=== WHAT IS EXPECTED ===
Return every line of the records below word for word, leaving out the pictures.

=== DATA EXCERPTS ===

— START —

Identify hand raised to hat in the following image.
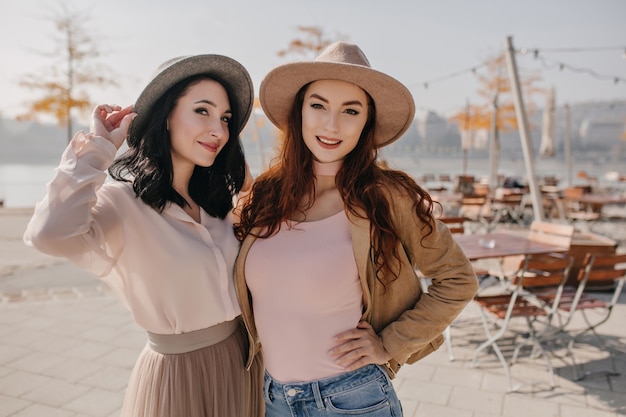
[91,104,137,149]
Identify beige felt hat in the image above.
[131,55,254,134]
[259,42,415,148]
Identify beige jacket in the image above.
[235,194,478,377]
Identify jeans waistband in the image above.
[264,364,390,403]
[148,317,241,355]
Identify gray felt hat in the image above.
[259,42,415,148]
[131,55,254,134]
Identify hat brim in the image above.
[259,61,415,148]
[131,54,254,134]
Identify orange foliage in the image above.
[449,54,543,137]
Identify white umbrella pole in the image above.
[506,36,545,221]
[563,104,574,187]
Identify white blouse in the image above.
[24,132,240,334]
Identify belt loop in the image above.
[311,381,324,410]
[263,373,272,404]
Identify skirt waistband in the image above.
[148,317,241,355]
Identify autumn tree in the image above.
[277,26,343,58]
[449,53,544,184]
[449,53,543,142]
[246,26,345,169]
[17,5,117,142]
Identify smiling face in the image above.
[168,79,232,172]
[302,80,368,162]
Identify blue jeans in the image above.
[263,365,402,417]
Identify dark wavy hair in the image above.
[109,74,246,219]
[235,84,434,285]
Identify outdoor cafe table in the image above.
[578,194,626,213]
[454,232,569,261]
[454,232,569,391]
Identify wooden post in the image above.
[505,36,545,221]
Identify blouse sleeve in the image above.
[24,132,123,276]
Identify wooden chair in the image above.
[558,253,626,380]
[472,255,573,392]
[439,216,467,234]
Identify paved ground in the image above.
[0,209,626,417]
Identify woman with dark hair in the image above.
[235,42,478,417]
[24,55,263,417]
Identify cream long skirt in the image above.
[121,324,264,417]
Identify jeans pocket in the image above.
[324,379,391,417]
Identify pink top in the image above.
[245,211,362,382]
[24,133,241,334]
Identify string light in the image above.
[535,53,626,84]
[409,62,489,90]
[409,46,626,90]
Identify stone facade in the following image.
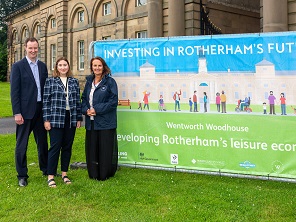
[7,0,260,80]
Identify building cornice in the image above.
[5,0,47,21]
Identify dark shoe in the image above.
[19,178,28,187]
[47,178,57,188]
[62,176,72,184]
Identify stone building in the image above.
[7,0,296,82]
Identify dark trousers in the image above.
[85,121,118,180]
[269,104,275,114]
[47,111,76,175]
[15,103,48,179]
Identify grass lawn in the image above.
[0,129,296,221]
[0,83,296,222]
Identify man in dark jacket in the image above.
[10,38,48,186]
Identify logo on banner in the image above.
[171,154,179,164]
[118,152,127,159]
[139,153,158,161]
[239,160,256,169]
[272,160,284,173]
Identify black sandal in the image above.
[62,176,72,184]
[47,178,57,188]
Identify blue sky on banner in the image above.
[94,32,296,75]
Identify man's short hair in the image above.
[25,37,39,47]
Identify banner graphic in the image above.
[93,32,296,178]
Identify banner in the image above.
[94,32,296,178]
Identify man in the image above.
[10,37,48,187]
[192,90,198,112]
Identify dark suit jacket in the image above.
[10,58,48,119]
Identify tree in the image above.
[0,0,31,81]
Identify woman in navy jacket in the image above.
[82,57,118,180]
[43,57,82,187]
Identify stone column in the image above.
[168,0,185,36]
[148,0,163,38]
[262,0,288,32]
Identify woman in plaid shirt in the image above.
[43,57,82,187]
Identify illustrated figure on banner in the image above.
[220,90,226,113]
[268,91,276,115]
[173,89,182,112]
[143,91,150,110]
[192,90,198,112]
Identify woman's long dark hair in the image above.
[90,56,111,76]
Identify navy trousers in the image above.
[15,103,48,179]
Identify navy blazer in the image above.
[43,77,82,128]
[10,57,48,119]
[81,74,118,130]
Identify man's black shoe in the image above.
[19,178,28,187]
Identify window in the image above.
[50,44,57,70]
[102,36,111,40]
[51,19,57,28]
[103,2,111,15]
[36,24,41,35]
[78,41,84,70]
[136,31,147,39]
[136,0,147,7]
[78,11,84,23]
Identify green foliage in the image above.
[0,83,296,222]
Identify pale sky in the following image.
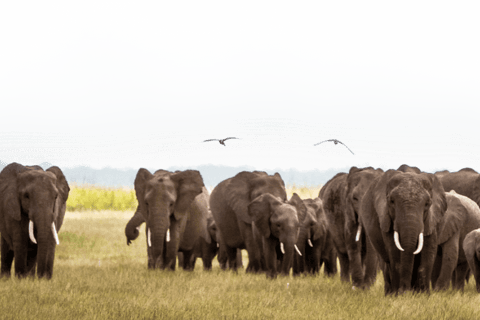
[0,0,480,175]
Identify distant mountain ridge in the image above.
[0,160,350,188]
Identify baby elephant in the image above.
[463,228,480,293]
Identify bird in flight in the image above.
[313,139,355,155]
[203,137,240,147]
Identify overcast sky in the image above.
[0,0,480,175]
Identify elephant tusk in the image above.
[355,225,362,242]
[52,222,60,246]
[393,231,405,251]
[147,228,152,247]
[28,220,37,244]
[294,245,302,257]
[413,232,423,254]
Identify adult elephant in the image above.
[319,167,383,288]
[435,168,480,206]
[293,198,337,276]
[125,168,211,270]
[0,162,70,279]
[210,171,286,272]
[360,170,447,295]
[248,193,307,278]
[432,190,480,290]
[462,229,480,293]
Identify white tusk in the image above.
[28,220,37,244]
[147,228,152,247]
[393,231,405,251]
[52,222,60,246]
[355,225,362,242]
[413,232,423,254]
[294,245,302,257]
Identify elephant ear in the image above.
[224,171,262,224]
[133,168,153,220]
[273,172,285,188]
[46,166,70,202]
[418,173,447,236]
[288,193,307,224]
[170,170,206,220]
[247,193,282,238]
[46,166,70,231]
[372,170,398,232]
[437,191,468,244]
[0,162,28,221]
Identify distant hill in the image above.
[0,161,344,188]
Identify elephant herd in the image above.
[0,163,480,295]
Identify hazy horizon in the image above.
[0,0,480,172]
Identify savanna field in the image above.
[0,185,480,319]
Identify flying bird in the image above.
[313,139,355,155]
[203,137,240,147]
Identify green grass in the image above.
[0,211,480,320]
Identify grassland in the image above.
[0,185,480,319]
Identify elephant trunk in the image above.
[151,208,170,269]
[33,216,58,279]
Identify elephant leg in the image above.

— END —

=== FINAL RESULT ===
Identify hand raised to hat in the following image.
[91,104,137,149]
Identify beige felt hat in the image above.
[131,55,254,134]
[259,42,415,148]
Identify beige jacket in the image above.
[235,194,478,377]
Identify jeans waistband in the image above.
[264,364,390,403]
[148,317,241,355]
Identify gray felt hat in the image above.
[259,42,415,148]
[131,55,254,134]
Identify hat brim in the image above.
[259,61,415,148]
[131,54,254,134]
Identify orange foliage in the image above.
[449,54,543,137]
Identify white umbrella pole in the image above.
[506,36,545,221]
[563,104,574,187]
Identify white blouse in the image above.
[24,132,240,334]
Identify belt loop in the image above.
[311,381,324,410]
[263,373,272,404]
Identify skirt waistband in the image above.
[148,317,241,355]
Identify autumn tree in the image above.
[277,26,343,58]
[449,53,544,184]
[449,53,543,142]
[246,26,345,169]
[17,5,117,142]
Identify smiling face in the image above.
[168,79,232,172]
[302,80,368,162]
Identify blue jeans in the image above.
[263,365,402,417]
Identify dark wavy hair in the image above.
[109,74,246,219]
[235,84,434,285]
Identify outdoor cafe table in the image above.
[578,194,626,213]
[454,232,569,261]
[454,232,569,391]
Identify wooden post in the image above.
[505,36,545,221]
Identify blouse sleeve in the image above.
[24,132,123,276]
Identify wooden chair in the image above.
[558,253,626,380]
[472,255,573,392]
[439,216,467,234]
Identify paved ground in the image above.
[0,209,626,417]
Identify woman with dark hair in the image above.
[235,42,478,417]
[24,55,263,417]
Identify cream long skirt in the image above.
[121,324,264,417]
Identify jeans pocket in the image above.
[324,379,391,417]
Identify pink top in the image above.
[245,211,362,382]
[24,133,241,334]
Identify string light in the image above.
[535,53,626,84]
[409,62,489,90]
[409,46,626,90]
Identify stone facade in the following image.
[7,0,260,80]
Identify building cornice in the image above.
[5,0,47,21]
Identify dark shoe in the image above.
[19,178,28,187]
[47,178,57,188]
[62,176,72,184]
Identify stone building in the image above.
[7,0,296,82]
Identify dark trousers in the image above.
[85,121,118,180]
[269,104,275,114]
[47,111,76,175]
[15,103,48,179]
Identify grass lawn in the image above.
[0,129,296,221]
[0,83,296,222]
Identify man in dark jacket in the image above.
[10,38,48,186]
Identify logo on banner in the image above.
[171,154,179,164]
[118,152,127,159]
[139,153,158,161]
[239,160,256,169]
[272,160,284,173]
Identify black sandal in the image above.
[62,176,72,184]
[47,178,57,188]
Identify blue sky on banner in the image above.
[94,32,296,75]
Identify man's short hair in the image above.
[25,37,39,47]
Identify banner graphic in the image above.
[93,32,296,178]
Identify banner in the image above.
[94,32,296,178]
Identify man in the image above.
[10,37,48,187]
[192,90,198,112]
Identify dark suit jacket in the image above.
[10,58,48,119]
Identify tree in the image above.
[0,0,31,81]
Identify woman in navy jacket in the image above.
[82,57,118,180]
[43,57,82,187]
Identify stone column in the image above.
[168,0,185,36]
[148,0,163,38]
[262,0,288,32]
Identify woman in plaid shirt in the image above.
[43,57,82,187]
Identify illustrated figure on banner in the image above.
[220,90,226,113]
[268,91,276,115]
[173,89,182,112]
[143,91,150,110]
[192,90,198,112]
Identify woman's long dark hair in the image above.
[90,56,111,76]
Identify navy trousers in the image above.
[15,103,48,179]
Identify navy blazer in the image above.
[43,77,82,128]
[10,57,48,119]
[81,74,118,130]
Identify man's black shoe in the image above.
[19,178,28,187]
Identify window in the image above.
[50,44,57,70]
[102,36,111,40]
[51,19,57,28]
[103,2,111,15]
[36,24,41,35]
[78,41,84,70]
[136,31,147,39]
[136,0,147,7]
[78,11,84,23]
Identify green foliage in the image above.
[0,83,296,222]
Identify pale sky in the following image.
[0,0,480,175]
Identify distant mountain ridge in the image above.
[0,160,350,188]
Identify baby elephant in the image above.
[463,228,480,293]
Identify bird in flight in the image above.
[313,139,355,155]
[203,137,240,147]
Identify overcast sky in the image above.
[0,0,480,175]
Identify elephant tusk in the image above.
[355,225,362,242]
[52,222,60,246]
[393,231,405,251]
[147,228,152,247]
[28,220,37,244]
[294,245,302,257]
[413,232,423,254]
Identify adult elephant in the image above.
[319,167,383,288]
[435,168,480,206]
[293,198,337,276]
[125,168,211,270]
[0,162,70,279]
[210,171,286,272]
[360,170,447,295]
[248,193,307,278]
[432,190,480,290]
[462,229,480,293]
Identify white tusk in the image above.
[28,220,37,244]
[147,228,152,247]
[393,231,405,251]
[52,222,60,246]
[355,225,362,242]
[413,232,423,254]
[294,245,302,257]
Identify elephant ear in the image above.
[224,171,262,224]
[133,168,153,220]
[273,172,285,188]
[46,166,70,202]
[418,173,447,236]
[288,193,307,224]
[170,170,206,220]
[247,193,282,238]
[46,166,70,231]
[372,170,398,232]
[437,191,468,244]
[0,162,28,221]
Identify distant hill in the image above.
[0,161,344,188]
Identify elephant herd in the image above.
[0,163,480,295]
Identify hazy horizon in the image above.
[0,0,480,172]
Identify savanna field in the image above.
[0,185,480,319]
Identify flying bird in the image above.
[313,139,355,155]
[203,137,240,147]
Identify green grass in the image above.
[0,211,480,320]
Identify grassland in the image above.
[0,185,480,319]
Identify elephant trunk in the image above.
[151,208,170,269]
[33,216,58,279]
Identify elephant leg in the image above.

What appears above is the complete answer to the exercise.